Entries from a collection
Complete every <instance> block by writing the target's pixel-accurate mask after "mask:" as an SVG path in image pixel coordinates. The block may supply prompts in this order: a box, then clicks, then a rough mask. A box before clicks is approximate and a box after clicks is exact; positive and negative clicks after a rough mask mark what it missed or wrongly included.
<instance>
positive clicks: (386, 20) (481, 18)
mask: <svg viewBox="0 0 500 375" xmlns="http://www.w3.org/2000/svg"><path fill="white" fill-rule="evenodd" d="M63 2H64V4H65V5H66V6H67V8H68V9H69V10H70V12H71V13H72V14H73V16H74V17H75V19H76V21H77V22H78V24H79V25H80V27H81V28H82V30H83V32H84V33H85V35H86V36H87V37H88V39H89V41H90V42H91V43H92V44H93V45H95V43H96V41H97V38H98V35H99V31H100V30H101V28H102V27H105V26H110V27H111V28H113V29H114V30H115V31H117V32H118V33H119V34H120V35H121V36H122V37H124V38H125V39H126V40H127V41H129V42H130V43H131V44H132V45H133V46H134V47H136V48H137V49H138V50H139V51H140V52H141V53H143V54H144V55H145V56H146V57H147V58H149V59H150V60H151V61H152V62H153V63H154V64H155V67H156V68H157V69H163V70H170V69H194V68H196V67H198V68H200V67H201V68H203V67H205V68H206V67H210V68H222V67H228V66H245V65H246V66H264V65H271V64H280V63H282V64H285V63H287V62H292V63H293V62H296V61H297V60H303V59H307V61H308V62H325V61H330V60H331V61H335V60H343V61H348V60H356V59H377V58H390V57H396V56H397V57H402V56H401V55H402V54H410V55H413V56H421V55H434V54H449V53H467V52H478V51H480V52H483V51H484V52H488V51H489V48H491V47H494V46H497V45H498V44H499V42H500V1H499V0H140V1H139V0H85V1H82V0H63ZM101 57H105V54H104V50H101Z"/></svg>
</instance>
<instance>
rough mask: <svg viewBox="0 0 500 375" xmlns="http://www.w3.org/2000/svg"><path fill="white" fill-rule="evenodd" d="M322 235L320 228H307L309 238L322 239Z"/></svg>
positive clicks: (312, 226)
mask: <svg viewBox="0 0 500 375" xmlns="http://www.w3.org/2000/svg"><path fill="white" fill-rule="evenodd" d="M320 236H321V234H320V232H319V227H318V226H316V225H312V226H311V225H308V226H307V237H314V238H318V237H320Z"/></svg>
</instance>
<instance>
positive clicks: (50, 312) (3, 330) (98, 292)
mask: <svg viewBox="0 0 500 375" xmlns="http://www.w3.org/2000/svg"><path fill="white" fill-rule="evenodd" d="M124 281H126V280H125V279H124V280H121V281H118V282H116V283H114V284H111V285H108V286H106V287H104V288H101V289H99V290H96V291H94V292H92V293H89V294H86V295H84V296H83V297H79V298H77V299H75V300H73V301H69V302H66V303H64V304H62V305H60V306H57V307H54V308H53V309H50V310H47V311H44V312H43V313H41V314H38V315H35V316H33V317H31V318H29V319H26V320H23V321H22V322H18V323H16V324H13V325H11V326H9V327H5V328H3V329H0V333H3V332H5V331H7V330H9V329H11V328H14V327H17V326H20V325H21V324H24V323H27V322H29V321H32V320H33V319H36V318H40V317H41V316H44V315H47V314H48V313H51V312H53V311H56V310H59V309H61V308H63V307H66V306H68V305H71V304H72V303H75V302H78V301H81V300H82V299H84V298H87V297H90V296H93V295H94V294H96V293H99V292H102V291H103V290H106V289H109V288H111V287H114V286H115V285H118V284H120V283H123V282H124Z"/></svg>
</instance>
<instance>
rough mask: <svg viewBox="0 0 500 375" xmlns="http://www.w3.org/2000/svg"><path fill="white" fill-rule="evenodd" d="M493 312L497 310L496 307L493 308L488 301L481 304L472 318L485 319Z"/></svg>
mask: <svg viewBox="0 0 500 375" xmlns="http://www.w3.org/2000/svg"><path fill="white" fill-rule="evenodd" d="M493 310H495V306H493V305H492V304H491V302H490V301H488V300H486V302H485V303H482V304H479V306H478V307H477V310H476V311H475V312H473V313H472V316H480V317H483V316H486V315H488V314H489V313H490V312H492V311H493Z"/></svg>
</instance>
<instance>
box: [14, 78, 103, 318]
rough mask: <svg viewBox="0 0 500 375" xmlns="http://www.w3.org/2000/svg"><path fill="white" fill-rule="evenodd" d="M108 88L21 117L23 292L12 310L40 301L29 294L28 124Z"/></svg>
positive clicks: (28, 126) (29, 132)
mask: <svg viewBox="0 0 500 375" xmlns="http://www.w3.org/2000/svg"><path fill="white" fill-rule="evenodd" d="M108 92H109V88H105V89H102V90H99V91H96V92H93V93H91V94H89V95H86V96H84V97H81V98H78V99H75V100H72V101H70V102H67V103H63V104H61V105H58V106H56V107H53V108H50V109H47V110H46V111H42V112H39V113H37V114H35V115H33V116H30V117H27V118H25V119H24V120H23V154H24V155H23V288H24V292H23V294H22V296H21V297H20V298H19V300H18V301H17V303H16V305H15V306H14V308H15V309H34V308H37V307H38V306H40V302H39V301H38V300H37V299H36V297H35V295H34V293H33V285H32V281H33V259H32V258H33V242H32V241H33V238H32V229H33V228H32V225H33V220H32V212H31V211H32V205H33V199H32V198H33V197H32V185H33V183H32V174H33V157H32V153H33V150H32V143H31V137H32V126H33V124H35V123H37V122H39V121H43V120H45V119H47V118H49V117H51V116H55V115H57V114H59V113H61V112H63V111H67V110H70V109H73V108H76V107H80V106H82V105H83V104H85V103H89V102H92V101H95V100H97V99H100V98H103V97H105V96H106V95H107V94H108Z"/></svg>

TASK DIRECTIONS
Can you turn every line of the entries above into a numbered list, leaving out any blank lines?

TASK RESULT
1. Complete every <instance> block by writing the target's pixel-accurate mask after "mask:" as an SVG path in image pixel coordinates. The block may supply prompts in this order: a box, then clicks, then a rough mask. A box before clicks is approximate and a box after clicks is exact; positive and negative clicks after a rough mask mark what it missed or wrongly included.
2. <instance>
3. positive clicks: (386, 20) (481, 18)
4. mask: <svg viewBox="0 0 500 375" xmlns="http://www.w3.org/2000/svg"><path fill="white" fill-rule="evenodd" d="M63 2H64V4H65V5H66V6H67V8H68V9H69V10H70V12H71V13H72V14H73V16H74V17H75V19H76V21H77V22H78V24H79V25H80V27H81V28H82V30H83V32H84V33H85V35H86V36H87V37H88V39H89V41H90V42H91V43H92V44H93V45H95V43H96V41H97V38H98V35H99V31H100V30H101V28H102V27H105V26H110V27H111V28H113V29H114V30H115V31H117V32H118V33H119V34H120V35H121V36H122V37H124V38H125V39H126V40H127V41H129V42H130V43H131V44H132V45H133V46H134V47H136V48H137V49H138V50H139V51H140V52H141V53H143V54H144V55H145V56H146V57H147V58H149V59H150V60H151V61H152V62H153V63H154V64H155V67H156V68H157V69H163V70H170V69H194V68H196V67H198V68H200V67H201V68H203V67H205V68H206V67H210V68H222V67H228V66H245V65H246V66H264V65H271V64H280V63H282V64H285V63H287V62H292V63H293V62H296V61H297V60H303V59H307V61H308V62H325V61H330V60H331V61H335V60H343V61H348V60H356V59H377V58H390V57H396V56H397V57H402V56H401V55H402V54H410V55H413V56H421V55H434V54H449V53H467V52H478V51H480V52H483V51H484V52H488V51H489V48H491V47H494V46H497V45H498V44H499V42H500V1H499V0H140V1H139V0H85V1H82V0H63ZM101 57H105V54H104V50H101Z"/></svg>
5. </instance>
6. <instance>
7. rough mask: <svg viewBox="0 0 500 375" xmlns="http://www.w3.org/2000/svg"><path fill="white" fill-rule="evenodd" d="M322 235L320 228H307L309 238L322 239Z"/></svg>
8. positive clicks: (312, 226)
9. mask: <svg viewBox="0 0 500 375" xmlns="http://www.w3.org/2000/svg"><path fill="white" fill-rule="evenodd" d="M320 236H321V234H320V232H319V227H318V226H316V225H312V226H311V225H308V226H307V237H314V238H318V237H320Z"/></svg>
10. </instance>
11. <instance>
12. positive clicks: (50, 312) (3, 330) (98, 292)
13. mask: <svg viewBox="0 0 500 375" xmlns="http://www.w3.org/2000/svg"><path fill="white" fill-rule="evenodd" d="M124 281H126V280H125V279H124V280H121V281H118V282H116V283H114V284H111V285H108V286H106V287H104V288H101V289H99V290H96V291H94V292H92V293H89V294H86V295H84V296H83V297H79V298H77V299H75V300H73V301H69V302H66V303H64V304H62V305H60V306H57V307H54V308H53V309H50V310H47V311H44V312H43V313H41V314H38V315H35V316H33V317H31V318H29V319H26V320H23V321H22V322H18V323H16V324H13V325H11V326H9V327H5V328H3V329H0V333H3V332H5V331H7V330H9V329H11V328H14V327H17V326H20V325H21V324H24V323H27V322H29V321H32V320H33V319H36V318H40V317H41V316H44V315H47V314H48V313H51V312H53V311H56V310H59V309H61V308H63V307H66V306H68V305H71V304H72V303H75V302H78V301H81V300H82V299H84V298H87V297H90V296H93V295H94V294H96V293H99V292H102V291H103V290H106V289H109V288H111V287H114V286H115V285H118V284H120V283H123V282H124Z"/></svg>
14. </instance>
15. <instance>
16. rough mask: <svg viewBox="0 0 500 375" xmlns="http://www.w3.org/2000/svg"><path fill="white" fill-rule="evenodd" d="M493 312L497 310L496 307L493 308L488 301L481 304L472 318L485 319Z"/></svg>
17. mask: <svg viewBox="0 0 500 375" xmlns="http://www.w3.org/2000/svg"><path fill="white" fill-rule="evenodd" d="M493 310H495V306H493V305H492V304H491V302H490V301H488V300H486V302H485V303H482V304H479V306H478V307H477V310H476V311H475V312H473V313H472V316H480V317H483V316H486V315H488V314H489V313H490V312H492V311H493Z"/></svg>
18. </instance>
19. <instance>
20. box: [14, 78, 103, 318]
21. rough mask: <svg viewBox="0 0 500 375" xmlns="http://www.w3.org/2000/svg"><path fill="white" fill-rule="evenodd" d="M108 88L21 117L23 292L12 310L40 301L29 294L28 124Z"/></svg>
22. positive clicks: (28, 126) (29, 132)
23. mask: <svg viewBox="0 0 500 375" xmlns="http://www.w3.org/2000/svg"><path fill="white" fill-rule="evenodd" d="M108 92H109V88H105V89H102V90H99V91H96V92H93V93H91V94H89V95H86V96H84V97H81V98H78V99H75V100H72V101H70V102H67V103H63V104H61V105H58V106H56V107H53V108H50V109H47V110H46V111H42V112H39V113H37V114H35V115H33V116H30V117H27V118H25V119H24V120H23V154H24V155H23V288H24V292H23V294H22V296H21V297H20V298H19V300H18V301H17V303H16V305H15V306H14V308H15V309H34V308H37V307H38V306H40V302H39V301H38V300H37V299H36V297H35V295H34V293H33V285H32V281H33V259H32V258H33V242H32V241H33V238H32V229H33V228H32V225H33V220H32V212H31V211H32V205H33V199H32V198H33V197H32V185H33V183H32V174H33V157H32V153H33V150H32V143H31V137H32V126H33V124H35V123H37V122H39V121H43V120H45V119H47V118H49V117H51V116H55V115H57V114H59V113H61V112H63V111H67V110H70V109H73V108H76V107H80V106H82V105H83V104H85V103H89V102H92V101H95V100H97V99H100V98H103V97H105V96H106V95H107V94H108Z"/></svg>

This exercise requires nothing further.